*Instructions to follow:* Filter the data below and copy out every line that contains the string "light", matching its case exactly.

[Dataset rows showing where objects appear]
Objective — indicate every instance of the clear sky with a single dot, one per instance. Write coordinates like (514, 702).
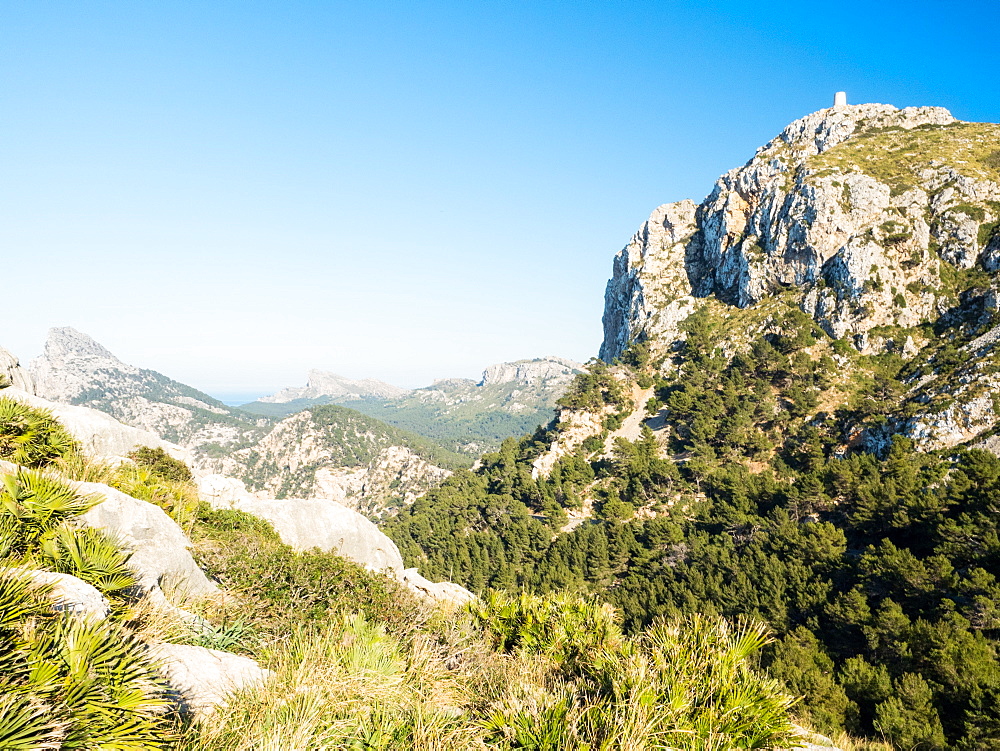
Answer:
(232, 193)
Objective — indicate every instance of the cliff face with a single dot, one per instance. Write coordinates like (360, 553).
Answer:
(881, 225)
(865, 215)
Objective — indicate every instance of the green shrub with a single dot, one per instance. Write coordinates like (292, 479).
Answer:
(95, 681)
(161, 464)
(31, 437)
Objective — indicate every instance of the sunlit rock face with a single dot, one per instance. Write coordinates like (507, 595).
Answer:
(859, 213)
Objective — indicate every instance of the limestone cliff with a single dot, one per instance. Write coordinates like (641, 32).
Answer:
(882, 225)
(866, 215)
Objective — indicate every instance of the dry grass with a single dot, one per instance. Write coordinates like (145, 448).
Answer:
(895, 157)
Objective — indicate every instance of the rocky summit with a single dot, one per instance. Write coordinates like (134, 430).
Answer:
(75, 369)
(865, 215)
(880, 224)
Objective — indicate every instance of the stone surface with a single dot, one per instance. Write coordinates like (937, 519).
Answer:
(804, 216)
(159, 546)
(72, 595)
(100, 435)
(814, 741)
(306, 523)
(442, 592)
(201, 680)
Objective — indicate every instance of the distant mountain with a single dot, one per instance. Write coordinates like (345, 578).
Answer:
(326, 452)
(323, 384)
(75, 369)
(511, 399)
(334, 452)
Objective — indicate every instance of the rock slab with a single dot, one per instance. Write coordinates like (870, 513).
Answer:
(201, 679)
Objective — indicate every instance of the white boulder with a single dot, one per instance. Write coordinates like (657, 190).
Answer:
(442, 592)
(69, 594)
(159, 546)
(100, 435)
(201, 679)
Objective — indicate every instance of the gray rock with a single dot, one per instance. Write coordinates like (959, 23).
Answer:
(309, 523)
(100, 435)
(443, 592)
(72, 595)
(159, 546)
(201, 680)
(797, 217)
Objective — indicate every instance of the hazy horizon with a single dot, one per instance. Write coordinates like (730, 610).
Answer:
(232, 195)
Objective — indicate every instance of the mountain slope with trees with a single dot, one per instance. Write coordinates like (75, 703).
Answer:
(823, 466)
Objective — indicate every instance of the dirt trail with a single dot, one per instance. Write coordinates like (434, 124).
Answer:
(631, 428)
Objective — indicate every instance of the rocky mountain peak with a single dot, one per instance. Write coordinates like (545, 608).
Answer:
(12, 374)
(822, 130)
(531, 372)
(862, 213)
(65, 341)
(322, 383)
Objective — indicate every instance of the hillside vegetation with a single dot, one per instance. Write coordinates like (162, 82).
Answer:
(357, 661)
(773, 490)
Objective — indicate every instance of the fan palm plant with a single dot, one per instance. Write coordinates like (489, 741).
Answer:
(32, 505)
(30, 436)
(91, 555)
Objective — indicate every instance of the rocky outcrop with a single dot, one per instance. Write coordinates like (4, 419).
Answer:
(861, 213)
(75, 369)
(159, 546)
(553, 372)
(201, 680)
(12, 374)
(69, 594)
(322, 384)
(447, 593)
(309, 523)
(100, 436)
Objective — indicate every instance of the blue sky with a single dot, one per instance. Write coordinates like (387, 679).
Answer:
(232, 193)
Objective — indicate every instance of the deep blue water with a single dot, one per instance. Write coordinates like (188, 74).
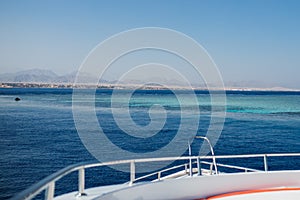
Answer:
(38, 134)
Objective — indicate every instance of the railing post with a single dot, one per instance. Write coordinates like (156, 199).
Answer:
(81, 182)
(132, 172)
(49, 194)
(211, 168)
(199, 167)
(265, 163)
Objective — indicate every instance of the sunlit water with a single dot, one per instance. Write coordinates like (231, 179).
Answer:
(38, 135)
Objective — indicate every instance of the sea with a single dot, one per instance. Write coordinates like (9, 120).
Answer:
(38, 135)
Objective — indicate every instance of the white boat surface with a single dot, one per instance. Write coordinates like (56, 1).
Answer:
(198, 178)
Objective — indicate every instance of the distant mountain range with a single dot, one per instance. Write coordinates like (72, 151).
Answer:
(48, 76)
(40, 76)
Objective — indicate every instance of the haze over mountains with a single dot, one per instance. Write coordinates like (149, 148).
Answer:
(37, 76)
(48, 76)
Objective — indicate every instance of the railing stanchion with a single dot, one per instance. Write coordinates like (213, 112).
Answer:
(49, 194)
(199, 167)
(81, 182)
(132, 172)
(265, 163)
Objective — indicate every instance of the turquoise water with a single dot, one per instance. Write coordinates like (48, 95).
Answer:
(38, 134)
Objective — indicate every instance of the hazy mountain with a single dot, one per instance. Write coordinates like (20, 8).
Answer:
(32, 75)
(44, 76)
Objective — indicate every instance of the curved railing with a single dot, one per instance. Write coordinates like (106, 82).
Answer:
(48, 184)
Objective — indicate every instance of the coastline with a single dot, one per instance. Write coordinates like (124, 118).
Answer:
(135, 86)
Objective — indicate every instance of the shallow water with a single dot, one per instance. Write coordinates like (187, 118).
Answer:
(38, 134)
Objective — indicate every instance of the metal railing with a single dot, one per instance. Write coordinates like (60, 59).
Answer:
(48, 184)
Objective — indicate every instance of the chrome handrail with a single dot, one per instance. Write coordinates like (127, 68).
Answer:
(48, 183)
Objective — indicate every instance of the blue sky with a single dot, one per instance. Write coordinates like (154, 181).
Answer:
(250, 41)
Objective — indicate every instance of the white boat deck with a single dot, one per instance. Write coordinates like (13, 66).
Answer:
(184, 183)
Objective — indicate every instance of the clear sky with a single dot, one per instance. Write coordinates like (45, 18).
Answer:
(250, 40)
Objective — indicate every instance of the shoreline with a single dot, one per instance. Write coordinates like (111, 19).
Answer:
(139, 86)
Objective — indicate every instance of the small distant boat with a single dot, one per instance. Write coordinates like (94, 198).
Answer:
(198, 178)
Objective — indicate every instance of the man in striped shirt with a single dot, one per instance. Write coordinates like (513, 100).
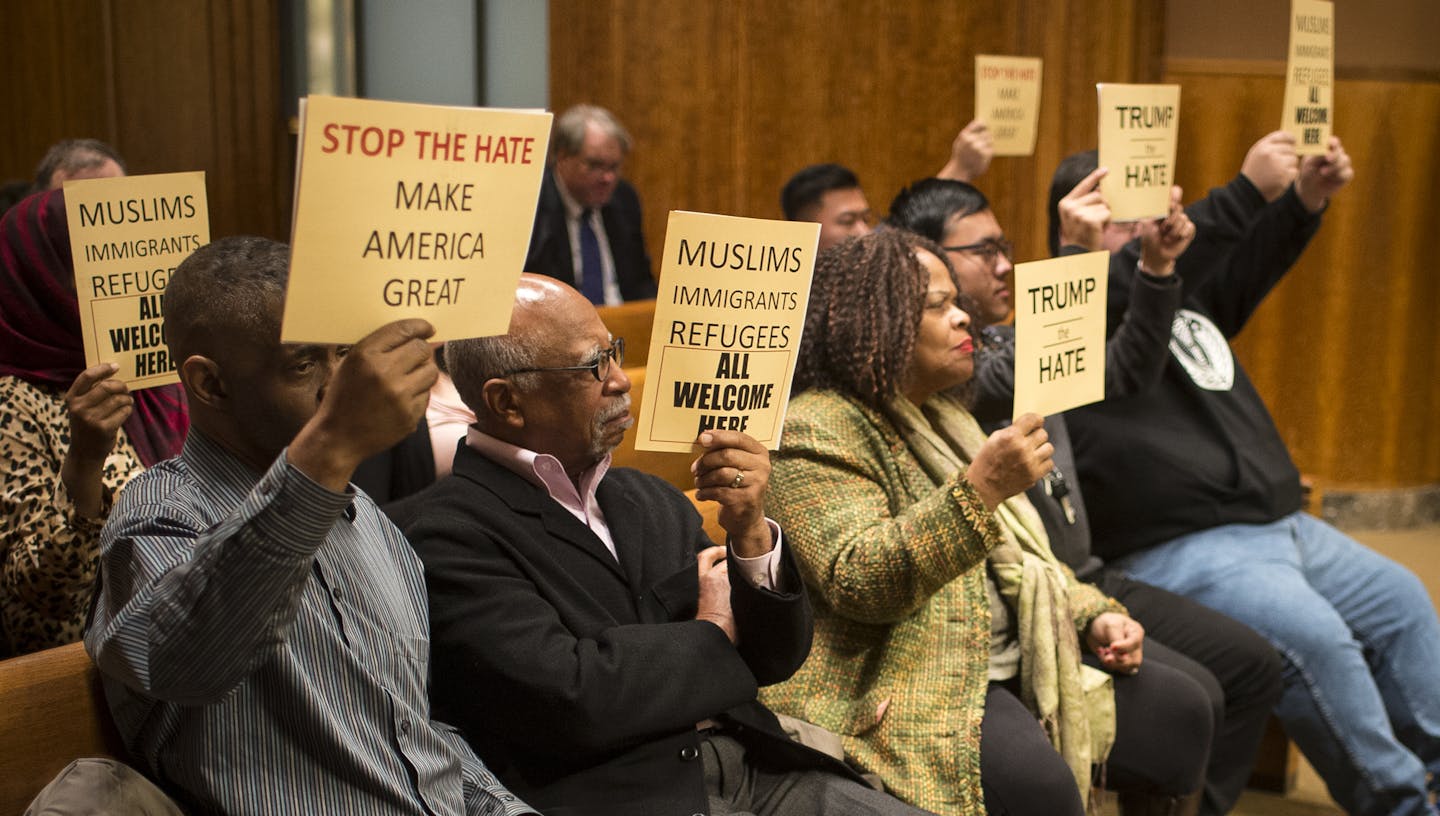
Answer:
(261, 628)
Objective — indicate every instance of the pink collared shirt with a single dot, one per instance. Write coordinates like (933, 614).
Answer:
(545, 471)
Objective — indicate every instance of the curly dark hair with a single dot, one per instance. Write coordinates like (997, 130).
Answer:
(864, 314)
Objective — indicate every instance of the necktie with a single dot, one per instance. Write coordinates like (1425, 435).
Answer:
(592, 278)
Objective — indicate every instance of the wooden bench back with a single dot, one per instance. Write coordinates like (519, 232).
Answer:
(52, 711)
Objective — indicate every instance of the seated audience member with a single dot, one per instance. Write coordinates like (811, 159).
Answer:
(830, 193)
(261, 628)
(77, 159)
(1237, 668)
(1190, 487)
(588, 228)
(591, 642)
(948, 638)
(69, 436)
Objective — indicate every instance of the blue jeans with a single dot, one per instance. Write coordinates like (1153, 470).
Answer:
(1360, 641)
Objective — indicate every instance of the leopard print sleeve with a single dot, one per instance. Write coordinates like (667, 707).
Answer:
(49, 549)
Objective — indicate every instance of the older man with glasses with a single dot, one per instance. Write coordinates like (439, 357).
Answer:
(588, 222)
(591, 641)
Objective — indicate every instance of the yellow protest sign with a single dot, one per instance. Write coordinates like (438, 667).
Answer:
(727, 328)
(1309, 75)
(409, 210)
(1007, 100)
(127, 236)
(1060, 333)
(1138, 130)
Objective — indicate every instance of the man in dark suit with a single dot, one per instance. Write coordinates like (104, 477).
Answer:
(592, 644)
(588, 226)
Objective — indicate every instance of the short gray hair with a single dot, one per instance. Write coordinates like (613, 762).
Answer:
(569, 128)
(474, 361)
(72, 156)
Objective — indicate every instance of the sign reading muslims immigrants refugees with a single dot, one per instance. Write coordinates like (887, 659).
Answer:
(408, 210)
(127, 236)
(1138, 130)
(1309, 76)
(727, 328)
(1060, 333)
(1007, 100)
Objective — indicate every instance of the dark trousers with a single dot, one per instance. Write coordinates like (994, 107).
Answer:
(740, 787)
(1162, 730)
(1021, 773)
(1239, 669)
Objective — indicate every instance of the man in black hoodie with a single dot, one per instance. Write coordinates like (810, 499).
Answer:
(1190, 487)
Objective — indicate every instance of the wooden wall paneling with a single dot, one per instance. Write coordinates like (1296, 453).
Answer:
(255, 156)
(164, 101)
(56, 82)
(1345, 347)
(174, 85)
(727, 100)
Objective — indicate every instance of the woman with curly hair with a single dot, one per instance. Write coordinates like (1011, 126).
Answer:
(948, 638)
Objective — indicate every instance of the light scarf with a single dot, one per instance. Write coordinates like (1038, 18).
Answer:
(1073, 703)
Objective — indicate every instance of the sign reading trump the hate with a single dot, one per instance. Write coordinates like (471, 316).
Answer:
(408, 210)
(727, 328)
(127, 236)
(1138, 130)
(1060, 333)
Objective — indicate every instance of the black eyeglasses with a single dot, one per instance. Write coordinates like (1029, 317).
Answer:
(988, 251)
(599, 367)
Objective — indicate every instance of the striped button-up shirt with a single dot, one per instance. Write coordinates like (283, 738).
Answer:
(265, 648)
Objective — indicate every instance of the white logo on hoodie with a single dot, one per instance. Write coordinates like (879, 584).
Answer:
(1203, 351)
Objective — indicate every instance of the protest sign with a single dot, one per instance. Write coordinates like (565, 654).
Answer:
(1060, 333)
(409, 210)
(727, 328)
(1309, 75)
(1007, 100)
(1138, 130)
(127, 235)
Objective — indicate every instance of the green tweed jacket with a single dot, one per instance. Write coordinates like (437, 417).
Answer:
(902, 619)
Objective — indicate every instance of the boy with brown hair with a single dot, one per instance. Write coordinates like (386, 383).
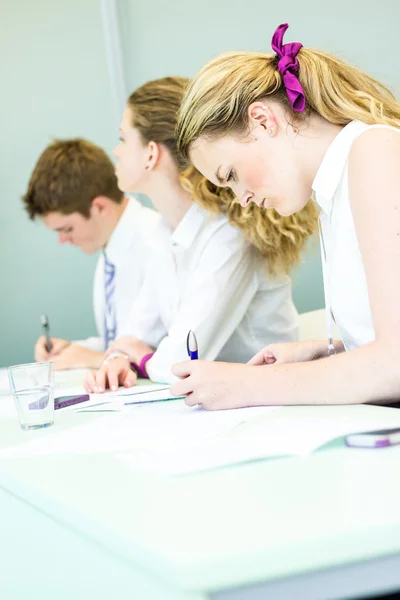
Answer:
(73, 190)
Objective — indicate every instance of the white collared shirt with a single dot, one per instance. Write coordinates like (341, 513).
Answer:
(346, 292)
(211, 281)
(128, 249)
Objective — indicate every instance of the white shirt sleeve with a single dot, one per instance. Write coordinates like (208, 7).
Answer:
(96, 343)
(216, 297)
(144, 322)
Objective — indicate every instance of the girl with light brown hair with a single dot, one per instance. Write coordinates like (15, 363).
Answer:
(277, 129)
(233, 292)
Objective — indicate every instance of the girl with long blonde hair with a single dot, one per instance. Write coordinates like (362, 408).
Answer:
(234, 292)
(276, 129)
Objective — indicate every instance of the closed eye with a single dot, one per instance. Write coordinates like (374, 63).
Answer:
(230, 176)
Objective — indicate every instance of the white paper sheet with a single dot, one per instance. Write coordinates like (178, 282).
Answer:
(141, 426)
(283, 436)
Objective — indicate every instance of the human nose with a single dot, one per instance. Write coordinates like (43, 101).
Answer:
(62, 238)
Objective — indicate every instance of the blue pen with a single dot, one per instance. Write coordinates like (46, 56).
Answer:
(191, 345)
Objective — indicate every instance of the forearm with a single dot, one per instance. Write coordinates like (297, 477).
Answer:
(319, 348)
(368, 374)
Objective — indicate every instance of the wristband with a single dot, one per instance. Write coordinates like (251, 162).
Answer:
(115, 354)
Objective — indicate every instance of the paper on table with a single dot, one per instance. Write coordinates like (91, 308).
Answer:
(278, 437)
(117, 401)
(158, 425)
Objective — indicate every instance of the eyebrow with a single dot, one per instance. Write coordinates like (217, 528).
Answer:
(218, 176)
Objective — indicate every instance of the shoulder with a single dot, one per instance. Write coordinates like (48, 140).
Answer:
(374, 144)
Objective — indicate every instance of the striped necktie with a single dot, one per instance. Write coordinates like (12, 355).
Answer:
(110, 321)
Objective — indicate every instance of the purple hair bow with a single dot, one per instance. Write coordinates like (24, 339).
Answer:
(288, 66)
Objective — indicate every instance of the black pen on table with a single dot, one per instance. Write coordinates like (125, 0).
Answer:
(191, 345)
(46, 331)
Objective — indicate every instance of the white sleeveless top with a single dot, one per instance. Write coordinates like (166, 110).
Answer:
(346, 294)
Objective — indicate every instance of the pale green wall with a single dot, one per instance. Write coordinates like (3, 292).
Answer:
(54, 83)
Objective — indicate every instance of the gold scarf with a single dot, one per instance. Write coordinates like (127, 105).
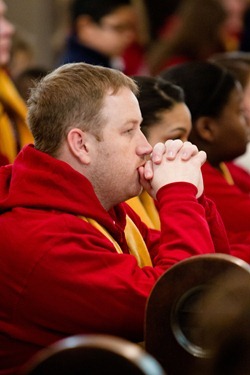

*Expected answer:*
Objective — indicate every instance of the light scarf with a single dot, one per instance. Write coordinates like (1038, 18).
Objective — indicate every instance of the girl with light brown hair with a single dot, one per instance. Write coordinates like (15, 363).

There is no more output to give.